Problem requirements —
The records under this task must be duplicated exactly.

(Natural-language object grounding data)
'''

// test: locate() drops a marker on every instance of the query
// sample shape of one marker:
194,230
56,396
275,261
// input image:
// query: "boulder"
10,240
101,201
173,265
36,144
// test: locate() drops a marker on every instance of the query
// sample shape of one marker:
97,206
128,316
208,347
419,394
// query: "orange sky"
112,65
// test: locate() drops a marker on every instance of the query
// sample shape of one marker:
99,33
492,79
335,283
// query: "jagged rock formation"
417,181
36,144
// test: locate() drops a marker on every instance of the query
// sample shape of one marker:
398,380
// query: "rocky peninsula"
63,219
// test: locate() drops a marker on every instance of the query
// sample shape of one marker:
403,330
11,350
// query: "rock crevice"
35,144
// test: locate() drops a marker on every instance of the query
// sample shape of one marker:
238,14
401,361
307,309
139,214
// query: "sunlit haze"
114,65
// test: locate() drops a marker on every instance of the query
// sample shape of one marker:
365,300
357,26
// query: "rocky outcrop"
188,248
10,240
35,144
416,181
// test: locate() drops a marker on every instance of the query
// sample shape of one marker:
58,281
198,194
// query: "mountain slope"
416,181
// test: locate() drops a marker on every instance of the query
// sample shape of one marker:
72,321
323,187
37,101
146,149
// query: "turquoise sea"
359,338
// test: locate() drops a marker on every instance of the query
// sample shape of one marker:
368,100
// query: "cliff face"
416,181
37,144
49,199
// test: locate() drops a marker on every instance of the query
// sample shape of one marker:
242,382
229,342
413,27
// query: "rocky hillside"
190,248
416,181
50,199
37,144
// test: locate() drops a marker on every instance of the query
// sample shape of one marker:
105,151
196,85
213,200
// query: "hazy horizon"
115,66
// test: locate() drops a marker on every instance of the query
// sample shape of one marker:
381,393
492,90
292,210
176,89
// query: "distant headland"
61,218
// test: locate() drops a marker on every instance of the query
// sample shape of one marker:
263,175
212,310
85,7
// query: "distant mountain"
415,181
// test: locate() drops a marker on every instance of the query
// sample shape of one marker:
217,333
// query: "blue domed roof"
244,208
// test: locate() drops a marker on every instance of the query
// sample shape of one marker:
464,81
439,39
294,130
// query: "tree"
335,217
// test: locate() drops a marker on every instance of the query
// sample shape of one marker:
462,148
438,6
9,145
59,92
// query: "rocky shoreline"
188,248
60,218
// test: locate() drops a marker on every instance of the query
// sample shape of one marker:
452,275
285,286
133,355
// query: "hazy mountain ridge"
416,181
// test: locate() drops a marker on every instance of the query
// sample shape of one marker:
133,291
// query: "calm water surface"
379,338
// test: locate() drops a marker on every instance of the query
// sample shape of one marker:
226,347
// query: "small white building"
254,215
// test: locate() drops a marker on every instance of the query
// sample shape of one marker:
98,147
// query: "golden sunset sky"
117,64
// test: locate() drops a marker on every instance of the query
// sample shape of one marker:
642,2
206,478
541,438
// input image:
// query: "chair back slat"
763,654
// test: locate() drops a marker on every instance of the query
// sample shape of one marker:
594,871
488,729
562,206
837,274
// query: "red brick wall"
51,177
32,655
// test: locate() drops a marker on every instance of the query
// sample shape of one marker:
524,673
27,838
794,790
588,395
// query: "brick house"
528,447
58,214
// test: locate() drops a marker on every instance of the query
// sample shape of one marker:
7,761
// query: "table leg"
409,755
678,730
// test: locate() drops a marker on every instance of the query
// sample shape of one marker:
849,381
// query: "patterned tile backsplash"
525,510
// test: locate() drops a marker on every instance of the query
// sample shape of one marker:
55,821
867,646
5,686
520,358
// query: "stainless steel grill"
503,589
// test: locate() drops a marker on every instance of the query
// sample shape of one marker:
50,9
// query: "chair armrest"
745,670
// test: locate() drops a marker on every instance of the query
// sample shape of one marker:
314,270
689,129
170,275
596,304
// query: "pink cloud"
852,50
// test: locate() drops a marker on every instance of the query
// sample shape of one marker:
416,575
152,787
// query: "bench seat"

'''

Written answer —
// test: locate() drops a marker on every instance of the query
// sample shape of one marker:
194,230
56,396
275,261
// input image:
// query: "boulder"
10,240
101,201
173,265
36,144
// test: locate() drops a marker on every instance of the query
// sample shape of one marker:
97,206
128,316
208,347
419,394
// query: "orange sky"
112,65
// test: locate() drops a marker on every instance of the query
// sample shape of one marker:
99,33
492,79
335,283
// query: "jagged rock formation"
417,181
36,144
// test: locate() drops a marker on every instance of the query
// sample shape of one marker:
398,380
// query: "rocky peninsula"
63,219
// test: locate() drops a marker on every instance of the query
// sample shape of one marker:
403,330
11,350
// query: "rock crevice"
35,144
// test: locate() drops a marker on every instance of the query
// sample shape of one marker:
238,14
401,361
307,309
139,214
// query: "sunlit haze"
114,65
// test: locate() drops a marker on every instance of the query
// sample shape of one marker:
365,300
357,26
// query: "rocky outcrop"
188,248
10,240
35,144
416,181
// test: locate() drops a marker on every instance of the query
// sample shape of one marker:
58,281
198,194
// query: "mountain slope"
416,181
// test: locate() drops a marker on every instance of the query
// sample shape of one marker:
72,321
323,187
37,101
146,149
// query: "turquoise sea"
359,338
// test: locate() drops a marker on every instance of the query
// sample shape of one marker:
368,100
// query: "cliff face"
416,181
37,144
49,199
// test: locate() drops a marker on every instance of the query
// sample shape of one marker:
242,382
229,342
413,27
// query: "rocky hillside"
190,248
416,181
50,199
37,144
// test: locate() drops a marker on every instance of the query
// sample shape of one marker:
105,151
196,85
213,200
// query: "hazy horizon"
115,66
// test: locate() drops a marker on every instance of the query
// sample shape of one marker:
381,393
492,90
292,210
176,89
// query: "distant headland"
61,218
// test: locate() drops a marker on every instance of the query
// sample shape of one marker:
263,175
212,310
85,7
// query: "distant mountain"
415,181
// test: locate() drops a marker on every instance of the query
// sample shape of one marker:
217,333
// query: "blue domed roof"
244,208
// test: locate() drops a marker on every instance of the query
// sample shape of one marker:
464,81
439,39
294,130
// query: "tree"
335,217
// test: locate() drops a marker on every instance of the query
// sample shape of one marker:
462,148
438,6
9,145
59,92
// query: "rocky shoreline"
188,248
60,218
// test: locate() drops a marker on every instance of the query
// sample shape of one marker:
452,275
285,286
133,355
// query: "hazy mountain ridge"
416,181
// test: locate() drops a marker on every instance of the query
// sample shape of one marker:
133,291
// query: "calm water surface"
379,338
// test: locate() drops a marker on every instance of the query
// sample shape of one marker:
226,347
// query: "small white building"
254,215
// test: locate() drops a marker on every instance of the query
// sample shape of one marker:
98,147
// query: "golden sunset sky"
117,64
// test: locate() drops a marker on every instance of the query
// sample shape of one marker:
642,2
206,478
541,438
// input image:
// query: "chair back slat"
763,654
// test: locate() drops a marker on every instance of the query
// sample shape of one marker:
594,871
488,729
562,206
837,274
// query: "red brick wall"
51,177
32,655
// test: locate() drops a marker on every instance of the query
// sample shape of one marker:
524,673
27,838
794,790
588,395
// query: "brick house"
528,447
58,214
// test: locate() drops a marker on every instance of the query
// sample shape of one marker:
7,761
// query: "table leg"
409,755
678,730
// test: locate() drops a marker on every instance of the query
// sample shape of one marker:
849,381
// query: "patterned tile backsplash"
525,510
// test: locate() drops a marker on every instance of the query
// sample shape of one marker:
55,821
867,646
5,686
520,358
// query: "stainless steel grill"
503,589
// test: locate() drops a marker on every instance of the query
// sample shape of one marker:
50,9
// query: "chair armrest"
745,670
// test: locate() drops a marker on every instance of the query
// sample shape of one marker:
314,270
689,129
170,275
596,304
// query: "pink cloud"
852,50
// test: locate() drops a marker on every instance of the query
// sample shape of one marker:
416,575
152,787
// query: "bench seat"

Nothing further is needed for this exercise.